What you need to do
Pull out each line of the listing below that contains the string "silver". Uppercase and lowercase letters count as different.

Given data
--------------------

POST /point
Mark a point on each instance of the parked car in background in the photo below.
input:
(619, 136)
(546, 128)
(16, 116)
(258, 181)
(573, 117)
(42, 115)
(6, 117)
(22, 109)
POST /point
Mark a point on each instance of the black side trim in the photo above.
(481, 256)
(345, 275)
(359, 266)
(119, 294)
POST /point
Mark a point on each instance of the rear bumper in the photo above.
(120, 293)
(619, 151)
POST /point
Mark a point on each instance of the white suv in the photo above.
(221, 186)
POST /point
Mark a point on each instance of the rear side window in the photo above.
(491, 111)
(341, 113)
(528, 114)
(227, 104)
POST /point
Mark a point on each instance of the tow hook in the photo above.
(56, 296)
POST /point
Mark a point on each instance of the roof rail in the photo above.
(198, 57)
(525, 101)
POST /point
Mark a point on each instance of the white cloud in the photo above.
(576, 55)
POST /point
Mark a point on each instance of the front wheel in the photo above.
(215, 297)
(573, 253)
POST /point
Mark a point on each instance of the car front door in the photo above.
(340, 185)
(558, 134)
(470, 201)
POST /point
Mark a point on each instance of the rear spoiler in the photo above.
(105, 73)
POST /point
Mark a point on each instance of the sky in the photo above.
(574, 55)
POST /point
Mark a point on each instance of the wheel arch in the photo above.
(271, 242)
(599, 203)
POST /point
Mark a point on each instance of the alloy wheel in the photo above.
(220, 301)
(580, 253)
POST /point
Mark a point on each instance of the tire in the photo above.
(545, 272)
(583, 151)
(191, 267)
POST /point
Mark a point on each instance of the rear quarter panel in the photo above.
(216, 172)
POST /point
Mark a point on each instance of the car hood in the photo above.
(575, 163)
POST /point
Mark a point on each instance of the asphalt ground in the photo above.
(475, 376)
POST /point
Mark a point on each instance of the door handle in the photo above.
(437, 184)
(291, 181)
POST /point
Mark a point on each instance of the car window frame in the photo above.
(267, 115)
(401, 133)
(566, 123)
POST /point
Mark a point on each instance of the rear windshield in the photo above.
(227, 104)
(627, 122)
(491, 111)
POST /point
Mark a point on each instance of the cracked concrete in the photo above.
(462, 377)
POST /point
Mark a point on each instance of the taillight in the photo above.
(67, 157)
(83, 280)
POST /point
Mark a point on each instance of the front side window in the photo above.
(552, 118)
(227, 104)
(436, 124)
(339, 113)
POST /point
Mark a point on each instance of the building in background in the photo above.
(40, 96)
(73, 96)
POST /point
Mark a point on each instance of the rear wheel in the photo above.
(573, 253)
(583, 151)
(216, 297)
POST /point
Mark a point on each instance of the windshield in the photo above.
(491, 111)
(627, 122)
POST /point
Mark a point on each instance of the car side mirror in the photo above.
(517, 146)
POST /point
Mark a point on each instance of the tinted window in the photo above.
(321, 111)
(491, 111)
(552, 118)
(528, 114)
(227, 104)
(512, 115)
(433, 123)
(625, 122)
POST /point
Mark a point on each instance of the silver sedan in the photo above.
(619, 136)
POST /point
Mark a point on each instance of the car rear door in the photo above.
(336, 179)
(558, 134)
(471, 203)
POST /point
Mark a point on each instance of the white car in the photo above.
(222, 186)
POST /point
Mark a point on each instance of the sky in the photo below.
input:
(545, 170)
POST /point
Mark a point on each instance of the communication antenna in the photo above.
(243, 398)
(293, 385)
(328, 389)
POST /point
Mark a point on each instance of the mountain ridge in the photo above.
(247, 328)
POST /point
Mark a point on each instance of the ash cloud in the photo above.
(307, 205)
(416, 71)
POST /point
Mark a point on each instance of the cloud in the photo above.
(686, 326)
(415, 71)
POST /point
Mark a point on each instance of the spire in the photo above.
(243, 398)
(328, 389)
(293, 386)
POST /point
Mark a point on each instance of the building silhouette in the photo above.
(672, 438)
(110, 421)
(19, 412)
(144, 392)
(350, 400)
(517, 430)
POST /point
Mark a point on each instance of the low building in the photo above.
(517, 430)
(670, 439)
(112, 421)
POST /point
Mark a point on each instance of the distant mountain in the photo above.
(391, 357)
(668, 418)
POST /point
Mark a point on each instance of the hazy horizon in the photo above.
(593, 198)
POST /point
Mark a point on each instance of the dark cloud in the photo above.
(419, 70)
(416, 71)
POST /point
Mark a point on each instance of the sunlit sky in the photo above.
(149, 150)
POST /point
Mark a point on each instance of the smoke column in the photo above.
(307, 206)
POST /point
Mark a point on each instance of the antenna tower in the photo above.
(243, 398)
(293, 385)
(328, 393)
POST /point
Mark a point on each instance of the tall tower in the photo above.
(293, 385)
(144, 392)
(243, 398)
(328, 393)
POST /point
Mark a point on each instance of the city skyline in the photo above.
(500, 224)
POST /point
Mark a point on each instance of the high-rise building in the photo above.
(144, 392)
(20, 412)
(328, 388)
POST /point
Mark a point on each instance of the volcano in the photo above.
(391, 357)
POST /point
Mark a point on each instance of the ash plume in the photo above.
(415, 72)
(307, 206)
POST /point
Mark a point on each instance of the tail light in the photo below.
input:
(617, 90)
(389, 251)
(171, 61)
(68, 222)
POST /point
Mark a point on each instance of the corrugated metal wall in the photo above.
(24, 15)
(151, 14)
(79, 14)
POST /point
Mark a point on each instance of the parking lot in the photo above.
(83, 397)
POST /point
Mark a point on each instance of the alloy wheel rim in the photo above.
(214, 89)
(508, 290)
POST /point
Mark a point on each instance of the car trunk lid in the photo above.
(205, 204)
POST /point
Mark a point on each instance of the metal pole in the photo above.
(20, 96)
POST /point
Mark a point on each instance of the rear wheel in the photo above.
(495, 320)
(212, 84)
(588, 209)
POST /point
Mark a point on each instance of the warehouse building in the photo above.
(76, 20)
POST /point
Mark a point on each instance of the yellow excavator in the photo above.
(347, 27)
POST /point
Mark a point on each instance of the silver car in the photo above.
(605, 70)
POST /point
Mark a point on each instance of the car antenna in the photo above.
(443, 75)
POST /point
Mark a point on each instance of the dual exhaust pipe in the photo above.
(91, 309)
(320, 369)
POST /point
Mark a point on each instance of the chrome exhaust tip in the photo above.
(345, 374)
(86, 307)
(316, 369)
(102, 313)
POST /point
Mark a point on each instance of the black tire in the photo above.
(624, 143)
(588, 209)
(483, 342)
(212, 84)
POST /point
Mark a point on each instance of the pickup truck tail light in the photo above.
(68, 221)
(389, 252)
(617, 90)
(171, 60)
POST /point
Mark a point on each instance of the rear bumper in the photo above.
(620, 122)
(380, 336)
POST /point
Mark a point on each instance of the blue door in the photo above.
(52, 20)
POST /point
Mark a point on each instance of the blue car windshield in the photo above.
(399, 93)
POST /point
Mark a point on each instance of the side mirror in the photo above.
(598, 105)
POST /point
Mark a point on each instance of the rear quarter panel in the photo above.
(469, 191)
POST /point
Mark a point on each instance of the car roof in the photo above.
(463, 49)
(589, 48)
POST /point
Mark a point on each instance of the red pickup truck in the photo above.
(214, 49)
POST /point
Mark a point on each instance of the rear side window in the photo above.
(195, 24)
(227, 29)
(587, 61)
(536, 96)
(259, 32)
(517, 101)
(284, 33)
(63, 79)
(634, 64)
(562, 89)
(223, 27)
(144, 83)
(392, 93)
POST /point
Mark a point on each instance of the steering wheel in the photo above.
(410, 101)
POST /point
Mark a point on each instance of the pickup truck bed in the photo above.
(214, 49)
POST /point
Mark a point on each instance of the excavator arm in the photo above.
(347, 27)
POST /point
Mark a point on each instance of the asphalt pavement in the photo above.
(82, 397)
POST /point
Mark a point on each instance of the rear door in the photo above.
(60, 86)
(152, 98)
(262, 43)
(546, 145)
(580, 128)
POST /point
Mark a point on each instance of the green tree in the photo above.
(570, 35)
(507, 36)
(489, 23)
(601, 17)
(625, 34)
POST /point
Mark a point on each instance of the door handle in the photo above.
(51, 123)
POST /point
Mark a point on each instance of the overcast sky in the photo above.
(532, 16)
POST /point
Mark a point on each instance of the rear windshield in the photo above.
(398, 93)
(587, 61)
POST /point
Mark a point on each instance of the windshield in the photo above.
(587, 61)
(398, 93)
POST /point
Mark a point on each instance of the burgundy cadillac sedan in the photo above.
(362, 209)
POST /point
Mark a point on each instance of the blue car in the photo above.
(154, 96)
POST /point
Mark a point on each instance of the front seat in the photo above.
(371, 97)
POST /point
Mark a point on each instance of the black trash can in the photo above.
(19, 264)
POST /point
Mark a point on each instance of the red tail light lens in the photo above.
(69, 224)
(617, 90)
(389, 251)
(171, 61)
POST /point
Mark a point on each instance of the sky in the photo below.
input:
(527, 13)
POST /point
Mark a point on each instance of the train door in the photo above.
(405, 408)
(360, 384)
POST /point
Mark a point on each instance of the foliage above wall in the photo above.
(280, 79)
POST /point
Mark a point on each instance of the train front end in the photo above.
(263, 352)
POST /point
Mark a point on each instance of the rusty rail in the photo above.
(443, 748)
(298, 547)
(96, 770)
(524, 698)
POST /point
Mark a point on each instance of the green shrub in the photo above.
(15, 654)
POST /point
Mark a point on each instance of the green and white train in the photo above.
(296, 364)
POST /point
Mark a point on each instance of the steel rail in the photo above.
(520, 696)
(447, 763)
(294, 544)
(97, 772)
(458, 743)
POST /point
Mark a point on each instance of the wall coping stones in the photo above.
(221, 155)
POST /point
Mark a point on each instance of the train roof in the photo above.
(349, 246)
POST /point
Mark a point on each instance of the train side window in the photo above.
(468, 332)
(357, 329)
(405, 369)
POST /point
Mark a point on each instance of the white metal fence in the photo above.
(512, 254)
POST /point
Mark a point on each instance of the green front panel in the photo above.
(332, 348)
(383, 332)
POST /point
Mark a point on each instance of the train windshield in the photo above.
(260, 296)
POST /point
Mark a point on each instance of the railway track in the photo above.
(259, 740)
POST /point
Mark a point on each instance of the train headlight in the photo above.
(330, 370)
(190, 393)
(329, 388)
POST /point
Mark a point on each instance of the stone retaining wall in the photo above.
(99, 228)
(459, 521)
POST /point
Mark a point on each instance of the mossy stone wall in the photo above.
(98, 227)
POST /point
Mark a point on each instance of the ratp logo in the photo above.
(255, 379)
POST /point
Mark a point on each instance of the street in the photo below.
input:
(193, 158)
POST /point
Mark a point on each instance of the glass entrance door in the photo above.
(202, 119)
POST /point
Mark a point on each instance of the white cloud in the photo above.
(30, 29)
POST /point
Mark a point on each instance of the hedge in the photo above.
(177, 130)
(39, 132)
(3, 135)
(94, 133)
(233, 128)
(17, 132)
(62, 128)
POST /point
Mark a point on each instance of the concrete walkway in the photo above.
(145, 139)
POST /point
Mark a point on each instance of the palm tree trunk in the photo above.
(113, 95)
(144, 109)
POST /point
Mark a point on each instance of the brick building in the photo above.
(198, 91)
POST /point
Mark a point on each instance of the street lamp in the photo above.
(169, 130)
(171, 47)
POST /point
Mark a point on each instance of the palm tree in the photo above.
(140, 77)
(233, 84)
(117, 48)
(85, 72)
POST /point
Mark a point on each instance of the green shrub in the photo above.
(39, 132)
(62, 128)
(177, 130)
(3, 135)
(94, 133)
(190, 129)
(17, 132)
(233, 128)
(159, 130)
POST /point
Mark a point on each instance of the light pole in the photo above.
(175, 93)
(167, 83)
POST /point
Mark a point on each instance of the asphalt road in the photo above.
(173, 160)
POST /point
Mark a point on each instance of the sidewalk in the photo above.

--------------------

Answer to this problem
Mark a point on each instance of the silver sedan in the photo above.
Mark a point on each instance of the silver car in the photo above.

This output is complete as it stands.